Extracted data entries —
|---|
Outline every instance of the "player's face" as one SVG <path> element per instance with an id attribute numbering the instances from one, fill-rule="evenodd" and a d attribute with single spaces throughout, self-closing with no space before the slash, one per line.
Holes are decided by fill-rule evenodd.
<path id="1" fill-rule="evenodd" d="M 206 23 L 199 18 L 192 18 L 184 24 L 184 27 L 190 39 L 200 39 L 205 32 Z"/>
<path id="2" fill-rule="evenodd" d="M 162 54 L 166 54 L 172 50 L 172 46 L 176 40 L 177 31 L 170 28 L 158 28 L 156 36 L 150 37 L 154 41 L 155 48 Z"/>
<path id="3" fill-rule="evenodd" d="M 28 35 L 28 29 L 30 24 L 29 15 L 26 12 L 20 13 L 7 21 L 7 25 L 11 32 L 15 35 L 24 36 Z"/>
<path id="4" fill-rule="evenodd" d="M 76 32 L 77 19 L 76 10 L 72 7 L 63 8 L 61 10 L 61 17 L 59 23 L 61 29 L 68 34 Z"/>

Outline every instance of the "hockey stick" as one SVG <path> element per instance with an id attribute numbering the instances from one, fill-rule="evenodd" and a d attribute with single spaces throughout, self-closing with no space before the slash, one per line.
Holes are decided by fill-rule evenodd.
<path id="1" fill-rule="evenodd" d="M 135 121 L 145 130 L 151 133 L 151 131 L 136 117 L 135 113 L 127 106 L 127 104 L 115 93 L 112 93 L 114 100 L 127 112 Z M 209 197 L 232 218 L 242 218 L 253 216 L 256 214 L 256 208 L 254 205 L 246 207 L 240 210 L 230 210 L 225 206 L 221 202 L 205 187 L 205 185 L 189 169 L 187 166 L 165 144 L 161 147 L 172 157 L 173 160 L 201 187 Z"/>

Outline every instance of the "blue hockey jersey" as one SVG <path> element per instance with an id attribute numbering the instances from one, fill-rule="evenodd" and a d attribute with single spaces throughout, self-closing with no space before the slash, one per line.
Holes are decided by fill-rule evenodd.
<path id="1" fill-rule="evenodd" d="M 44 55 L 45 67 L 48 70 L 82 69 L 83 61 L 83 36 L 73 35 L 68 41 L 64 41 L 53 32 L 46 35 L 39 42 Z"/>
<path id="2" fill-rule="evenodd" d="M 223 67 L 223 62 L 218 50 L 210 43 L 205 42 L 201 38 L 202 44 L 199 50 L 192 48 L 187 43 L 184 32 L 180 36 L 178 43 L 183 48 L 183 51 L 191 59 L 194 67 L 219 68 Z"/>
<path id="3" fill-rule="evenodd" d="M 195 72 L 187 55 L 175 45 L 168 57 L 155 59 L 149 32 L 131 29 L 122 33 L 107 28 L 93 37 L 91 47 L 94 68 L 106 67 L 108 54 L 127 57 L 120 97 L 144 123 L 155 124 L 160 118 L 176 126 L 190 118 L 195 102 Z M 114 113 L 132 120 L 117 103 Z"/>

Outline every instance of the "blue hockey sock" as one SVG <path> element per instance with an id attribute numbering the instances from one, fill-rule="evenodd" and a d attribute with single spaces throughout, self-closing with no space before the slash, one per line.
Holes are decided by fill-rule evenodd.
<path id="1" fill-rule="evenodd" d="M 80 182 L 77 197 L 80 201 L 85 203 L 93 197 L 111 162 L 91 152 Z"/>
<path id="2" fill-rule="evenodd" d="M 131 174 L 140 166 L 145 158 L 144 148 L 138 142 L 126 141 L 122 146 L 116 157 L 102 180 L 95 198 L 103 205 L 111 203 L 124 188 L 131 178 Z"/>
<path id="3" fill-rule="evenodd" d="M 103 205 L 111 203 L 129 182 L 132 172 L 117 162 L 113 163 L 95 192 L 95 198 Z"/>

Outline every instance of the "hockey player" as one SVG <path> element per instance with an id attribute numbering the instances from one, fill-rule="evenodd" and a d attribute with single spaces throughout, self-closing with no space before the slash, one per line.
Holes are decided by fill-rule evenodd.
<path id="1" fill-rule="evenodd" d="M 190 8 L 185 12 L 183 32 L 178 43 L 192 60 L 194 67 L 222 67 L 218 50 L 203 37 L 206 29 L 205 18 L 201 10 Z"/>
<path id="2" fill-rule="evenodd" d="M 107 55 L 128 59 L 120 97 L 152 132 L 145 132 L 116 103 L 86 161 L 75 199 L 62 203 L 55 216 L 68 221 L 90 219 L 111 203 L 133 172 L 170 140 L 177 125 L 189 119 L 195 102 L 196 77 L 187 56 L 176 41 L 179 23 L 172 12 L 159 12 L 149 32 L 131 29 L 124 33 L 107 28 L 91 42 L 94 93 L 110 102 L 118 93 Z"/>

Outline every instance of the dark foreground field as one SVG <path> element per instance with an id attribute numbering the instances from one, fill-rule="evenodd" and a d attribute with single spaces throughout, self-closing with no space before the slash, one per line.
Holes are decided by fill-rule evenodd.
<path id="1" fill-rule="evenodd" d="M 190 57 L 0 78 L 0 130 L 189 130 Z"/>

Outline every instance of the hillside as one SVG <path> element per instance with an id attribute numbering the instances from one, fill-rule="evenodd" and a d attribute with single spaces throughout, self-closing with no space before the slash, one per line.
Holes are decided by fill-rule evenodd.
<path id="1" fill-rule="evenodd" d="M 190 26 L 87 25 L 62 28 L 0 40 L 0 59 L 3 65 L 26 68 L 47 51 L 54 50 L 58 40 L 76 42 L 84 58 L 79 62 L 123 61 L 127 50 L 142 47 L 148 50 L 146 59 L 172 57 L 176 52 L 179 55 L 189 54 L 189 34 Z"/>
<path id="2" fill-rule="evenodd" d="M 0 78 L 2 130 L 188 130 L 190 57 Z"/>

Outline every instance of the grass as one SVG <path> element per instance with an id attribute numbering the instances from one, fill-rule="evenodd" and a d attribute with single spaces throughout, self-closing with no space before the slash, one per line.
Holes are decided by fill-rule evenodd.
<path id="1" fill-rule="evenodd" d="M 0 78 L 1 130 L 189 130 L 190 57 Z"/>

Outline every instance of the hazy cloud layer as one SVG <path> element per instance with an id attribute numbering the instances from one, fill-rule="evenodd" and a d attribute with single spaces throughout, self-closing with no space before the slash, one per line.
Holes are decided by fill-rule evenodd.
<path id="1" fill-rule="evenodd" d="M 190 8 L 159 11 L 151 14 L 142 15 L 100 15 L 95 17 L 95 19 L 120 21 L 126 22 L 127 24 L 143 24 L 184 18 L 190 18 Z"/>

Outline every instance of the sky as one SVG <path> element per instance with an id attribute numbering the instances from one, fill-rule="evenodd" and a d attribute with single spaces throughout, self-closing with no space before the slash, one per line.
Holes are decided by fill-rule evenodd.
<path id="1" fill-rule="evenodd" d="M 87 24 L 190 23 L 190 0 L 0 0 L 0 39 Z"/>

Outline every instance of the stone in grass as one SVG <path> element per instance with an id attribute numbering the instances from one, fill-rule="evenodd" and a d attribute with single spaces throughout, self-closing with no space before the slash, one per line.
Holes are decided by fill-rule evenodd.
|---|
Your task — Please copy out every line from the one holding "Outline every instance of the hazy" through the final line, inclusive, keeping the requests as they are. Scale each coordinate in the outlines by 1.25 and round it to a whole number, with halves rounded up.

Written solution —
Outline every instance of the hazy cloud layer as one SVG <path> element per instance with an id attribute numbering the instances from one, fill-rule="evenodd" and a d attribute with single spaces throughout, self-closing with no space before the slash, one per line.
Holes are decided by fill-rule evenodd.
<path id="1" fill-rule="evenodd" d="M 238 10 L 199 14 L 189 18 L 178 19 L 125 19 L 119 21 L 119 24 L 150 26 L 158 28 L 159 30 L 179 30 L 230 23 L 238 23 Z"/>

Outline every instance of the sky as one SVG <path> element per instance with an id attribute numbering the instances from one, fill-rule="evenodd" and a d attribute with single spaces throughout, self-closing with no space before the slash, one per line.
Holes are decided by fill-rule evenodd.
<path id="1" fill-rule="evenodd" d="M 109 30 L 238 29 L 238 0 L 0 0 L 0 49 Z"/>

Outline every instance of the stone in grass as one SVG <path> element per instance with an id attribute numbering the instances from one, fill-rule="evenodd" and a d attribute with single spaces throughout, self-closing with no space before the slash, one per line.
Holes are decided by fill-rule evenodd.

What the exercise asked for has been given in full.